Work required:
Retype each record below word for word. Leave the pictures out.

Working data:
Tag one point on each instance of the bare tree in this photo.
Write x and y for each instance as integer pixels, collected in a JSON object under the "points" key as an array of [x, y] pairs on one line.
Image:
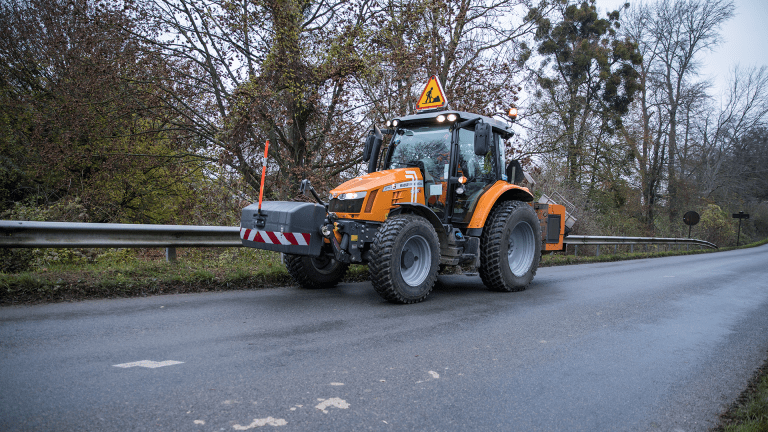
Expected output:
{"points": [[246, 71], [680, 31]]}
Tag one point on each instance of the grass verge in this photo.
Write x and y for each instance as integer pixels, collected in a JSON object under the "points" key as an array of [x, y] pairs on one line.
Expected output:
{"points": [[749, 413]]}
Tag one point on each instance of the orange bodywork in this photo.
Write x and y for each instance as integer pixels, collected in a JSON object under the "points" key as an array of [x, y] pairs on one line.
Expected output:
{"points": [[543, 211], [384, 190]]}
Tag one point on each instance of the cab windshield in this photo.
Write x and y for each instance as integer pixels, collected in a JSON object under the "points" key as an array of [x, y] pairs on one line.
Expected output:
{"points": [[429, 145]]}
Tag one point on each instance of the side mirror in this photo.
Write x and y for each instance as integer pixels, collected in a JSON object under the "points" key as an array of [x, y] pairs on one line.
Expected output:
{"points": [[515, 174], [483, 137], [375, 138], [368, 146]]}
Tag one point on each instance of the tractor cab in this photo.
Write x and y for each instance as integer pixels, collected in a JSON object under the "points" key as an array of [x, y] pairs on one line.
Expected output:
{"points": [[459, 156]]}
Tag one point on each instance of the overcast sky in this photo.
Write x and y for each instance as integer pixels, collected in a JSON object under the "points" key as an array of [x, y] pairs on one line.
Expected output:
{"points": [[745, 40]]}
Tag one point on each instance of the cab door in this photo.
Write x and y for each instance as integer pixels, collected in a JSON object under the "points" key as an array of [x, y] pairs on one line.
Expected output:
{"points": [[481, 172]]}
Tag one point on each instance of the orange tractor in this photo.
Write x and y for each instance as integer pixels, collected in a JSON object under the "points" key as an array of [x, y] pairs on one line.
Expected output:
{"points": [[439, 194]]}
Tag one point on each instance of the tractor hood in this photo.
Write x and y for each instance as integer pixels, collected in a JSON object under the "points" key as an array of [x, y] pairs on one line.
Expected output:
{"points": [[372, 196], [380, 179]]}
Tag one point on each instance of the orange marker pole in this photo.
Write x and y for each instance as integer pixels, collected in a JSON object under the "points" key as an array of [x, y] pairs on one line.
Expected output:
{"points": [[263, 174]]}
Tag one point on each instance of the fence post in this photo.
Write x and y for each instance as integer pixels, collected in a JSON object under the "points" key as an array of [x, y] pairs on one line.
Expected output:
{"points": [[170, 254]]}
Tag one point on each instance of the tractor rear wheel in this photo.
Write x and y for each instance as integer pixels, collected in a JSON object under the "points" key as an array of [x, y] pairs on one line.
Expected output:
{"points": [[315, 272], [404, 259], [510, 247]]}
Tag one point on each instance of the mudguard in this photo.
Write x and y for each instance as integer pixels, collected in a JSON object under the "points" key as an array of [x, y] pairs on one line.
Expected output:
{"points": [[283, 226]]}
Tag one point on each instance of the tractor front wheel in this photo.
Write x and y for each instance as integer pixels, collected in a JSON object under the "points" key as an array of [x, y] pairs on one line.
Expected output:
{"points": [[510, 247], [315, 272], [404, 259]]}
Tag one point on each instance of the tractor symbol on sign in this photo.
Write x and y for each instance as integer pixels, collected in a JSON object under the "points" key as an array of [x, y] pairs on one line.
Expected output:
{"points": [[430, 99]]}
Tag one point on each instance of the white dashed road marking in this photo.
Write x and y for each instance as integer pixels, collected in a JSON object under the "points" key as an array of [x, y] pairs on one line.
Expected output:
{"points": [[332, 402], [262, 422], [148, 364]]}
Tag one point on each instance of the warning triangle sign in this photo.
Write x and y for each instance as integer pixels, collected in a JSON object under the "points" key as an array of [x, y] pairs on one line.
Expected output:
{"points": [[432, 96]]}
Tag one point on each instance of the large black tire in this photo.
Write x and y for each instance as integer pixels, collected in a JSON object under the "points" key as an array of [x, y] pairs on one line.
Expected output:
{"points": [[510, 247], [315, 272], [404, 259]]}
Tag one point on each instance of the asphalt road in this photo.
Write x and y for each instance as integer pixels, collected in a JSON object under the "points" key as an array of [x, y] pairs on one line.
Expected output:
{"points": [[659, 344]]}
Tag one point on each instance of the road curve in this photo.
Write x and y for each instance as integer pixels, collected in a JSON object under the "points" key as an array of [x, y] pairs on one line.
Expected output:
{"points": [[659, 344]]}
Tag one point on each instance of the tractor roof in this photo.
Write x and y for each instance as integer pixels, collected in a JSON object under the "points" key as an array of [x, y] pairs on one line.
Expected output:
{"points": [[502, 127]]}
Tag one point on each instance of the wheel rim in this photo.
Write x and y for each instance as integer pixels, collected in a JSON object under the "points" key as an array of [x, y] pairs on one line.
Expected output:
{"points": [[521, 249], [323, 264], [415, 260]]}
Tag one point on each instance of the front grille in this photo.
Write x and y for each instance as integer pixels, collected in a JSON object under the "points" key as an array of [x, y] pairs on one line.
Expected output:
{"points": [[346, 206]]}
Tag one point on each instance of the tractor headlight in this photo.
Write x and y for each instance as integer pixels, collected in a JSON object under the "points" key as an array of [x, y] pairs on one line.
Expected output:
{"points": [[352, 195]]}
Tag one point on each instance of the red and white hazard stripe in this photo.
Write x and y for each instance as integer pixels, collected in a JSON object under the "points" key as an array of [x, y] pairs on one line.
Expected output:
{"points": [[273, 237]]}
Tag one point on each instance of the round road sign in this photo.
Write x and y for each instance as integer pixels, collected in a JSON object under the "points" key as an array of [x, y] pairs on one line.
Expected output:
{"points": [[691, 218]]}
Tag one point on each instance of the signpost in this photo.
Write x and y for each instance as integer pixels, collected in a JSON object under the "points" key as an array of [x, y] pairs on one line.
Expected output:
{"points": [[740, 216], [690, 218]]}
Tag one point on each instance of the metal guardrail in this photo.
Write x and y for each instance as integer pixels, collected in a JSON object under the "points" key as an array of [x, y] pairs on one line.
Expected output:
{"points": [[25, 234], [632, 241]]}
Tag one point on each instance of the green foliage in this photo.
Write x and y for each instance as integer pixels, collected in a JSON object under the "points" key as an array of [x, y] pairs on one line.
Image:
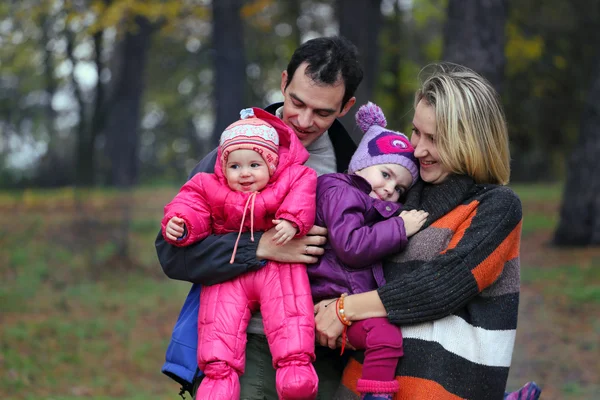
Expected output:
{"points": [[580, 284]]}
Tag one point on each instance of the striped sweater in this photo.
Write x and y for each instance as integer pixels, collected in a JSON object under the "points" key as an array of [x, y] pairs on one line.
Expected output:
{"points": [[454, 291]]}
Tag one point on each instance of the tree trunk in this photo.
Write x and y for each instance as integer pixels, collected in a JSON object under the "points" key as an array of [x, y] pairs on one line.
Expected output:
{"points": [[122, 129], [367, 14], [579, 223], [229, 64], [474, 36], [86, 147]]}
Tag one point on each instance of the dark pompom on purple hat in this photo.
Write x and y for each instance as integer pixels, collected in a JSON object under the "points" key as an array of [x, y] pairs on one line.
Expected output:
{"points": [[380, 145]]}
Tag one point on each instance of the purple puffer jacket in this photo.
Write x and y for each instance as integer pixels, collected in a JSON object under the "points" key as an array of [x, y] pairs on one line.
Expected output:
{"points": [[361, 232]]}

Response:
Tag one point on each instance of the bare tree in this photo.
Write x and y for each instance as integer pixels, collected in a JSON object under the "points" key as an array of [x, y] pairs on one line.
Image:
Expected output:
{"points": [[246, 71], [680, 31]]}
Tag one point on each instance of the grass verge in this photo.
Write x and y for each instance as integer pixels, collected in a JSON object under the "points" key as an array of [x, y] pairs on one line.
Expected output:
{"points": [[749, 413]]}
Tag one point on each instance of the orange bodywork in this photo.
Write x and y for each instance as integer pixels, collected in a JSON object under the "points" key as an array of [x, y] pairs on one line.
Expected output:
{"points": [[543, 211], [384, 190]]}
Tag one point on each instance of the cab windshield in this photo.
Write x and y for each instance as integer pixels, collected in a JSON object under the "points" key as an array of [x, y] pairs on one line.
Expected output:
{"points": [[429, 145]]}
Tag one point on each instance of the side mirror in this photo.
Write x and y for each instance as integer pixels, collected in a JSON object under the "points" key as an array of [x, y] pairs on one line.
Expected output:
{"points": [[515, 174], [483, 137], [375, 138], [368, 146]]}
Tag one point on each instance of the tractor cab in this photo.
Write x and y for each instance as integer pixels, collected in a JSON object under the "points" key as an array of [x, y] pairs on one line.
Expected output:
{"points": [[459, 156]]}
Tag one point on each instance of the overcast sky in this photo.
Write x and y for each instance as integer pixels, collected in a JSON object under the "points" key as an array of [x, y] pairs on one line.
Expected output:
{"points": [[745, 40]]}
Tag one point on each instance of the cab door in this photo.
Write x and y for each instance as integer pixels, collected in a JSON object under the "points" key as an array of [x, y] pairs on one line.
Expected output:
{"points": [[481, 172]]}
Tag one point on each instance of the orange tractor in this photo.
Write x and y for each instance as integer pixels, collected in a JSON object under the "points" key as an array of [x, y] pairs on one line.
Expected output:
{"points": [[439, 194]]}
Tag one point on each instance of the tractor hood in this photo.
Write x and y for each instance as integer pixels, collected in a JSON object under the "points" key as an array of [x, y] pairs on one line.
Expected output:
{"points": [[372, 196], [380, 179]]}
Tag one point on each instance of the orange marker pole in this photo.
Write x and y for each instance as integer pixels, collected in a JSON object under the "points" key as an array of [x, y] pairs on one line.
Expected output:
{"points": [[263, 174]]}
Tag one point on each instance of the fence post in this photo.
Write x and y for each instance as integer pixels, collected in a JSON object under the "points" key as an array of [x, y] pairs on one line.
Expected output:
{"points": [[170, 254]]}
Tag one point on each instance of the tractor rear wheel in this photo.
Write x and y for each instance as integer pixels, collected in a JSON object under the "points" key as an array of [x, y] pairs on one line.
Expected output:
{"points": [[315, 272], [404, 259], [510, 247]]}
Tag one point on each instance of the mudguard in this photo.
Write x and y for each instance as integer pixels, collected in a JSON object under the "points" key as an array of [x, y] pairs on one line.
Expected output:
{"points": [[283, 226]]}
Tag one point on each instance of the tractor front wheel in this photo.
Write x and y for each instance as integer pixels, collected in a JSON object under the "points" key as an array of [x, y] pairs on one line.
Expected output:
{"points": [[510, 247], [315, 272], [404, 259]]}
Tag one point on each instance of the tractor symbol on sign in this photo.
Write x and y for each instance as integer pixels, collected in a JSON object under the "points" key as an array of [x, y] pairs on one line.
Expected output:
{"points": [[430, 99]]}
Tag one point on each instance of the white dashed road marking in this photo.
Write x and y for each instance as integer pixels, collected in a JSON object under the "points" key as an array of [x, y] pairs on one line.
Expected output:
{"points": [[332, 402], [262, 422], [148, 364]]}
Tag one point on each instance of the warning triangle sign in this photo.
Write x and y for each instance as integer pixels, collected in a JSON object under the "points" key as an array of [x, y] pairs on one line.
Expected output:
{"points": [[432, 96]]}
Tag one point on each instance of the large black tire in this photo.
Write x and y for each instance as integer pixels, collected in a JSON object under the "points" key as an array of [x, y] pairs on one line.
Expected output:
{"points": [[510, 247], [315, 272], [404, 259]]}
Tag one point on each instance of the asphalt road in this photo.
Write x and y for each instance as integer pixels, collected in a JSON object under the "points" key as an array of [x, y] pairs on one line.
Expected output:
{"points": [[659, 344]]}
Tag one point on each instance of the road curve in this photo.
Write x and y for each instance as integer pixels, collected in a JSON object under the "points" key as an array of [x, y] pairs on one line.
Expected output:
{"points": [[659, 344]]}
Tag one point on each instance of the tractor roof in this photo.
Write x and y for each instance as integer pixels, collected in a JSON object under the "points" key as an array of [x, y] pairs on one line.
Expected output:
{"points": [[502, 127]]}
Tag one point on each instance of the wheel rim in this photo.
Write x and y for each instance as integer pixels, collected in a JSON object under the "points" key as an array of [x, y] pairs on one line.
Expected output:
{"points": [[521, 249], [323, 264], [415, 260]]}
Tag one point on each instance of the front grille in this photo.
Write x and y for each instance as integer pixels, collected in a JSON object under the "points" key as an array of [x, y] pairs on one line.
Expected output:
{"points": [[346, 206]]}
Tag one point on each instance of the tractor headlight in this photo.
Write x and y for each instance as integer pixels, collected in a JSON object under the "points" key as an array of [x, y] pairs on one line.
Expected output:
{"points": [[352, 195]]}
Tag one point on each instance of the red and white hazard stripe in this photo.
Write x and y for each instance as integer pixels, collected in a JSON object under the "points" key as an array of [x, y] pairs on one line.
Expected output:
{"points": [[273, 237]]}
Tag one point on each instance of the round road sign in this photo.
Write x and y for each instance as integer pixels, collected in a JSON object under the "points" key as an array of [x, y] pairs on one line.
Expected output:
{"points": [[691, 218]]}
Tag one point on each instance of the signpost in this photo.
Write x and y for each instance as integer pixels, collected in a JSON object under the "points" key as an array of [x, y] pairs on one line.
Expected output:
{"points": [[740, 216], [690, 218]]}
Tag one point on each instance of the metal guardrail in this photo.
Write x and y for each instance as integer pixels, collected in a JSON object under the "points" key as an array of [x, y] pairs on one line.
Expected output:
{"points": [[25, 234], [632, 241]]}
Tag one point on each instance of the green foliage in this photo.
Write x and y for each instance as integer pixels, collected in a JSON object under the "points" key as an array of [x, y] pairs on one line.
Image:
Expected output:
{"points": [[580, 284]]}
Tag one point on each instance of the striped sweater in this photo.
Write x and y for each instance as integer pixels, collected in a JSON object under the "points" key as an array of [x, y] pairs on one line.
Expected output:
{"points": [[454, 291]]}
Tag one point on each instance of the tree trunk in this photo.
Write x and y for each instance as integer pixels, collected in a JSON object under the "points" key as an array of [x, y] pairs on one line.
Expected output:
{"points": [[122, 129], [367, 14], [579, 223], [229, 64], [474, 36], [86, 147]]}
Tag one point on each instance of the dark pompom on purple hat in this photo.
Write x and y for each instance as integer pixels, collected in a JSON object under the "points" key as an array of [x, y] pairs on one line.
Expected output:
{"points": [[380, 145]]}
Tag one point on each instance of the purple puffer jacket in this photo.
Write x and y for each instance as integer pixels, collected in a JSON object under the "points" key as an array of [x, y] pairs on one line.
Expected output:
{"points": [[361, 232]]}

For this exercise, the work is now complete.